[TASK ITEM]:
Keep only the lines of the data below that contain "localization", and copy them.

[Items from a dataset]

┏━━

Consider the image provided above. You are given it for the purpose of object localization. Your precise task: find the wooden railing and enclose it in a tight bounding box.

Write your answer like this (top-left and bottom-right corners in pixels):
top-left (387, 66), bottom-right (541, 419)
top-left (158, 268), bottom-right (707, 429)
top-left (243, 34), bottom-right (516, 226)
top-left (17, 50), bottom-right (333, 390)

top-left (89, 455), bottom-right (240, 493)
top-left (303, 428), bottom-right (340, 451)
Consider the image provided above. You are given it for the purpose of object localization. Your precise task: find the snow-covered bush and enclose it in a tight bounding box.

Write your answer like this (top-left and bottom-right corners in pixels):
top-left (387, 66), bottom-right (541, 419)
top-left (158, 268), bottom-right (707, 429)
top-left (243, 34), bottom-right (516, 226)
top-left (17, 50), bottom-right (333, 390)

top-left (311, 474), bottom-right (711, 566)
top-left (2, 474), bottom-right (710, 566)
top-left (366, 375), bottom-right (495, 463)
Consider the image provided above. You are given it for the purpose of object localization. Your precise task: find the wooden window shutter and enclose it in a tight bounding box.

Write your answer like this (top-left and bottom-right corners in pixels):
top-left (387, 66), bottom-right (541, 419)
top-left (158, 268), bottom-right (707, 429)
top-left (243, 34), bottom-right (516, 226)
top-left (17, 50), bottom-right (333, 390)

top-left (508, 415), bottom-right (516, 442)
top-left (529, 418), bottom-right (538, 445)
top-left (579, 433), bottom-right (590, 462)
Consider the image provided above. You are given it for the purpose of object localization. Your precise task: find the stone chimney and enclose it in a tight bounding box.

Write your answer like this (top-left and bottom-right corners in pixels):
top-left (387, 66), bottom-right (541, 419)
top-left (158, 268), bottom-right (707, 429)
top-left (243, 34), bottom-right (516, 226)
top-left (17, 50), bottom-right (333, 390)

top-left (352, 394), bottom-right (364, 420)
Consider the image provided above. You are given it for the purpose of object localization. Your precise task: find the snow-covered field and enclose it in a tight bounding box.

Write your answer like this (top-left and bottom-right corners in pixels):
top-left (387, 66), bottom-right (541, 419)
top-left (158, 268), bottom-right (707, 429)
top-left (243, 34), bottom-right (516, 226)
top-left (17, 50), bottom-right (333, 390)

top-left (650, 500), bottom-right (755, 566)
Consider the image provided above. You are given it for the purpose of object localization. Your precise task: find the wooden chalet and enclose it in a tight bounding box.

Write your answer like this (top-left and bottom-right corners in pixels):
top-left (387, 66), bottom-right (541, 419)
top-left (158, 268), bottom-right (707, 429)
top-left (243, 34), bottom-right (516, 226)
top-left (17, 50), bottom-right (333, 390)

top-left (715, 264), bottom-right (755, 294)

┗━━
┏━━

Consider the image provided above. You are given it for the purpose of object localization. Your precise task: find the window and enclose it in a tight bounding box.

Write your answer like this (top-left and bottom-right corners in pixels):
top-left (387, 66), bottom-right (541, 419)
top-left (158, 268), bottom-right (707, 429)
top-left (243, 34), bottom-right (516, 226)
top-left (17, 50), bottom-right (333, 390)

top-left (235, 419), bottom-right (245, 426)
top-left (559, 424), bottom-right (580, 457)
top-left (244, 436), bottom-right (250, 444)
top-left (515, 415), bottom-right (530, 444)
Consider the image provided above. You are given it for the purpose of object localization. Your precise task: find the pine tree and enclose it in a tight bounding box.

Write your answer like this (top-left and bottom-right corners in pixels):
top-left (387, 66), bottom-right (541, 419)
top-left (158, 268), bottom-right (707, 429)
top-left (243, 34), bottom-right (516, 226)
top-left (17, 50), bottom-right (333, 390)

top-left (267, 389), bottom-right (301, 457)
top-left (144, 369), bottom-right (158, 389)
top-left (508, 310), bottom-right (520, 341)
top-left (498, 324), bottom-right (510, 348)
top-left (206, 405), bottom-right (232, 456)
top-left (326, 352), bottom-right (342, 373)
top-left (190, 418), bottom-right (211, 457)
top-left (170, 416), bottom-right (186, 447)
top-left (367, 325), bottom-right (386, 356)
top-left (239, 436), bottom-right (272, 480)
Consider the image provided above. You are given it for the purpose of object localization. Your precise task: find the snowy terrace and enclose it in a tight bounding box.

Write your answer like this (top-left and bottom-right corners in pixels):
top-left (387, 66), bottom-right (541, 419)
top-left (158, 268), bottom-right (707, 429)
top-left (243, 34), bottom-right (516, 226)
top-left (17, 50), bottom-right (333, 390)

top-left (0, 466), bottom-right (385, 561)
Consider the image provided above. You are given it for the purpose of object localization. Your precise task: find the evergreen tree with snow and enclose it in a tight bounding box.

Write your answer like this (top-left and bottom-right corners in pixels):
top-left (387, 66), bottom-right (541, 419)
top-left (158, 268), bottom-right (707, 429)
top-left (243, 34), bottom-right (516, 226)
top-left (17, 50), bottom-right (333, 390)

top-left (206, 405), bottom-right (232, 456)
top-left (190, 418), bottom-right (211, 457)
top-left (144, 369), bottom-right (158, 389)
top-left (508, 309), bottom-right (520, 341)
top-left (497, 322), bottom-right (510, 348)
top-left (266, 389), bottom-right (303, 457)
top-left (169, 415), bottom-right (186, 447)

┗━━

[ANSWER TO THIS TASK]:
Consider the image provided above. You are given it for the purpose of object localization. Your precise task: find the wooden railing and enclose it in a tight bounding box.
Consider the image provided above. You are given it for the purpose of object localization. Your precise task: find the snow-covered bush and enclose it in a tight bounding box.
Consider the image provided above. You are given it for the purpose of object localization. Your precise task: find the wooden window shutter and enclose it in a tight bounding box.
Consider the image provided above. You are given it for the purpose of object localization. Your precise task: find the stone chimney and enclose it in a tight bounding box.
Consider the image provided above. You are given it for the purpose of object localization. Your precise task: find the snow-covered field and enclose it in a tight bounding box.
Consider the image provided above. You are given it for the purpose of object localization. Your precise task: find the wooden chalet and enclose it in a tight bounding box.
Consider the image provided above. You are given it for the purpose of object localization. Your precise task: find the window and enclose it in a tight bounding box.
Consider the image provided above. You are given it for the purpose of object localization. Your precise task: find the pine tree and enclose it in a tight bounding box.
Consider the image provided above. You are given it for the purpose of object localization. Your precise task: find the snowy terrace and enclose it in a tight bounding box.
Consider the image provided above. You are given it for the purpose of object localization. Your precise task: find the evergreen tree with snow and enclose it in a tight bounding box.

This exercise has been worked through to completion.